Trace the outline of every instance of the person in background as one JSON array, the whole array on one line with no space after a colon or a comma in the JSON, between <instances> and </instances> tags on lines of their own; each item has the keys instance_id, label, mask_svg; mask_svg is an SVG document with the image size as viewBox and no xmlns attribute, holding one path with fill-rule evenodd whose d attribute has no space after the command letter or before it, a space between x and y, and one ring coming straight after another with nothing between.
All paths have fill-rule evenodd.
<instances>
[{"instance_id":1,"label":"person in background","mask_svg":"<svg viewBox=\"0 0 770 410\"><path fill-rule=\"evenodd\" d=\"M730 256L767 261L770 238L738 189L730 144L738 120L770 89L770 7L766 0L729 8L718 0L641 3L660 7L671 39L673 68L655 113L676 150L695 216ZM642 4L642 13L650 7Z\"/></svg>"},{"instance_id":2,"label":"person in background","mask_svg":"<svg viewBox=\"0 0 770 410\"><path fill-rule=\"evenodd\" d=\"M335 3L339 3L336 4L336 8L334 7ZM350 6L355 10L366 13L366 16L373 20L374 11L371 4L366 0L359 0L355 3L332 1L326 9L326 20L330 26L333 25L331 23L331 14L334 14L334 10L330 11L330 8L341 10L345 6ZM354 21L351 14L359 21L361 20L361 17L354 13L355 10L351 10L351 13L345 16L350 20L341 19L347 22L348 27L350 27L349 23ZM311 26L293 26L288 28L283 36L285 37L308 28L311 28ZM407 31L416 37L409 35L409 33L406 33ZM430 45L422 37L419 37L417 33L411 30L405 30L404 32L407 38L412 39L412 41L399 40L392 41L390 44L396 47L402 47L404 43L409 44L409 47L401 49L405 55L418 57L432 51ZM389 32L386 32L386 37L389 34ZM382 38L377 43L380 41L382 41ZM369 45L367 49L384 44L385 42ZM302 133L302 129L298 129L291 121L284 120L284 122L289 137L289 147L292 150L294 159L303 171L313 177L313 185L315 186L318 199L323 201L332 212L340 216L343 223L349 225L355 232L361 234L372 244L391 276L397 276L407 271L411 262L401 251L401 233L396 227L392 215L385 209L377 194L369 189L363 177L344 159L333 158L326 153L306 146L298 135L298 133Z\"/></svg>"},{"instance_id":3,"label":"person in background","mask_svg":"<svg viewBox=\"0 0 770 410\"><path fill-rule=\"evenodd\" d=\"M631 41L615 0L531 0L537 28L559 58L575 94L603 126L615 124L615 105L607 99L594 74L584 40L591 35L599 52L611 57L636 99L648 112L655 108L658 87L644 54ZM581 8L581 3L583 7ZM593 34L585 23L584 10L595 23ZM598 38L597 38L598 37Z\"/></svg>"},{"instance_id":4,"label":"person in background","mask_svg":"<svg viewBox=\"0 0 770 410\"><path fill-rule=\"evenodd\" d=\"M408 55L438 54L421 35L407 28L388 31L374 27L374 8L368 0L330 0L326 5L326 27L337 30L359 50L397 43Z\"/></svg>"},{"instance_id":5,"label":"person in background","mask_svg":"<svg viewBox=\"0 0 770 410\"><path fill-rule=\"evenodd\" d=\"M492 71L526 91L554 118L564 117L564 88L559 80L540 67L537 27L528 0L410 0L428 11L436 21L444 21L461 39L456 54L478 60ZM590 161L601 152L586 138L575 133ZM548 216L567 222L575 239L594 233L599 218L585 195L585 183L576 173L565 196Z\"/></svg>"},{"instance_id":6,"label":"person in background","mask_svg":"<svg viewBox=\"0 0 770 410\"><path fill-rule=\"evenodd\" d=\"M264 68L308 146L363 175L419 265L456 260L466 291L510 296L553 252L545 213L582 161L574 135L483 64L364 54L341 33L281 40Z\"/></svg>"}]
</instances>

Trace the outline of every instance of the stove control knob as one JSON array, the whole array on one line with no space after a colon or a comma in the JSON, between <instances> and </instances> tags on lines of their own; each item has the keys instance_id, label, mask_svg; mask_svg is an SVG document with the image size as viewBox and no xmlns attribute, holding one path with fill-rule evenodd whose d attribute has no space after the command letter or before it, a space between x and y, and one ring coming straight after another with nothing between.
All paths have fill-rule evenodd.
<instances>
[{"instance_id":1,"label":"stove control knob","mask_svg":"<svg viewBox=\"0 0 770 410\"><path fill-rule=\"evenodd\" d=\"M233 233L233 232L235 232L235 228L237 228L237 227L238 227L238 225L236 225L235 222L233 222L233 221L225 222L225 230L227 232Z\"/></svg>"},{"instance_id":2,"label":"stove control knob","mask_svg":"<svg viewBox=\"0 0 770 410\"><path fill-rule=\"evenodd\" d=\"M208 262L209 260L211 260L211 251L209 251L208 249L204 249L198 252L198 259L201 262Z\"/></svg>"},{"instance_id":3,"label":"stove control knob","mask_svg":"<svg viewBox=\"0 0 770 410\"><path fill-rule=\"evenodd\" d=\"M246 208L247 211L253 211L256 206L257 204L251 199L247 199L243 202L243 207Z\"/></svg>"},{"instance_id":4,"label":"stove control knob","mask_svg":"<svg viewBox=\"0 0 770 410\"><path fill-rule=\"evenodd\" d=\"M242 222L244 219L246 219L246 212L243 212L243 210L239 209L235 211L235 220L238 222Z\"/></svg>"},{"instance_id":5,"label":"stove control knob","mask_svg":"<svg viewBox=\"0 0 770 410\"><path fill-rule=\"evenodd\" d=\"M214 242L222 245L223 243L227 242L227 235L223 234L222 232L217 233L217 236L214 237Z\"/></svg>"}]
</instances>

--- TASK ITEM ---
The material is to be written out again in full, with no word altered.

--- REPLY TO THE EXERCISE ---
Trace the outline of every instance of the person in background as one JSON array, the whole array on one line with no space after a colon or a comma in the JSON, between <instances> and </instances> tags on lines of their own; each item has the keys instance_id, label, mask_svg; mask_svg is an SVG document with the image size as viewBox and no xmlns attribute, holding one path with fill-rule evenodd whose d attribute has no space after the command letter or before it, a space between x and y, and one ring coming straight after another with nothing between.
All paths have fill-rule evenodd.
<instances>
[{"instance_id":1,"label":"person in background","mask_svg":"<svg viewBox=\"0 0 770 410\"><path fill-rule=\"evenodd\" d=\"M730 256L767 261L770 238L738 189L730 144L738 120L770 89L770 7L766 0L729 8L718 0L641 3L660 7L671 39L673 68L655 113L676 150L695 216ZM642 4L642 13L650 7Z\"/></svg>"},{"instance_id":2,"label":"person in background","mask_svg":"<svg viewBox=\"0 0 770 410\"><path fill-rule=\"evenodd\" d=\"M335 3L339 3L336 4L336 8L334 7ZM350 6L355 10L366 13L366 16L373 20L374 11L371 4L366 0L359 0L355 3L332 1L326 9L326 20L330 26L333 25L331 23L331 14L334 14L334 10L330 11L330 8L341 10L345 6ZM354 21L351 14L359 21L361 20L361 17L354 13L355 10L351 10L351 13L345 16L350 20L341 19L347 22L348 27L350 27L349 23ZM311 26L293 26L288 28L283 36L285 37L308 28L311 28ZM407 31L416 37L409 35L409 33L406 33ZM430 45L422 37L419 37L417 33L411 30L405 30L404 32L407 38L412 39L412 41L399 40L392 41L390 44L396 47L402 47L404 43L409 44L409 47L401 49L405 55L418 57L432 51ZM389 32L386 32L386 37L389 34ZM382 38L377 43L380 41L382 41ZM369 45L367 49L384 44L385 42ZM302 133L302 129L298 129L291 121L284 120L284 122L289 137L289 147L292 150L294 159L303 171L313 177L313 185L315 186L318 199L323 201L332 212L340 216L343 223L349 225L355 232L361 234L372 244L391 276L397 276L407 271L411 262L401 251L401 233L396 227L392 215L385 209L377 194L369 189L363 177L344 159L333 158L326 153L306 146L298 135L298 133Z\"/></svg>"},{"instance_id":3,"label":"person in background","mask_svg":"<svg viewBox=\"0 0 770 410\"><path fill-rule=\"evenodd\" d=\"M631 41L615 0L531 0L537 28L559 58L575 94L603 126L615 124L615 105L607 99L594 74L584 40L591 35L599 52L611 57L636 99L648 112L655 108L658 87L644 54ZM581 8L581 3L583 7ZM593 34L585 23L584 10L595 23ZM598 38L597 38L598 37Z\"/></svg>"},{"instance_id":4,"label":"person in background","mask_svg":"<svg viewBox=\"0 0 770 410\"><path fill-rule=\"evenodd\" d=\"M408 55L438 54L421 35L407 28L388 31L374 27L374 8L368 0L330 0L326 5L326 27L337 30L359 50L397 43Z\"/></svg>"},{"instance_id":5,"label":"person in background","mask_svg":"<svg viewBox=\"0 0 770 410\"><path fill-rule=\"evenodd\" d=\"M492 71L526 91L554 118L564 117L564 88L559 80L540 67L537 27L528 0L410 0L428 11L436 21L444 21L461 39L456 54L478 60ZM590 161L601 152L586 138L575 133ZM548 216L567 222L575 239L594 233L599 218L585 195L585 183L576 173L565 196Z\"/></svg>"},{"instance_id":6,"label":"person in background","mask_svg":"<svg viewBox=\"0 0 770 410\"><path fill-rule=\"evenodd\" d=\"M264 68L308 146L363 175L419 265L456 260L466 291L510 296L553 252L545 213L582 161L574 135L483 64L364 54L341 33L281 40Z\"/></svg>"}]
</instances>

Trace the outline of every instance of the stove control knob as one JSON array, the whole array on one line with no space after a colon or a comma in the JSON, between <instances> and </instances> tags on lines of their own; each item has the keys instance_id, label, mask_svg; mask_svg is an SVG document with the image size as viewBox and no xmlns attribute, holding one path with fill-rule evenodd whose d attribute has no space after the command letter or before it, a space between x and y, and one ring coming straight after another with nothing between.
All paths have fill-rule evenodd.
<instances>
[{"instance_id":1,"label":"stove control knob","mask_svg":"<svg viewBox=\"0 0 770 410\"><path fill-rule=\"evenodd\" d=\"M233 233L233 232L235 232L235 228L237 228L237 227L238 227L238 225L236 225L235 222L233 222L233 221L225 222L225 230L227 232Z\"/></svg>"},{"instance_id":2,"label":"stove control knob","mask_svg":"<svg viewBox=\"0 0 770 410\"><path fill-rule=\"evenodd\" d=\"M208 262L209 260L211 260L211 251L209 251L208 249L204 249L198 252L198 259L201 262Z\"/></svg>"},{"instance_id":3,"label":"stove control knob","mask_svg":"<svg viewBox=\"0 0 770 410\"><path fill-rule=\"evenodd\" d=\"M246 208L247 211L253 211L256 206L257 204L251 199L247 199L243 202L243 207Z\"/></svg>"},{"instance_id":4,"label":"stove control knob","mask_svg":"<svg viewBox=\"0 0 770 410\"><path fill-rule=\"evenodd\" d=\"M242 222L244 219L246 219L246 212L243 212L243 210L239 209L235 211L235 220L238 222Z\"/></svg>"},{"instance_id":5,"label":"stove control knob","mask_svg":"<svg viewBox=\"0 0 770 410\"><path fill-rule=\"evenodd\" d=\"M214 242L222 245L223 243L227 242L227 235L223 234L222 232L217 233L217 236L214 237Z\"/></svg>"}]
</instances>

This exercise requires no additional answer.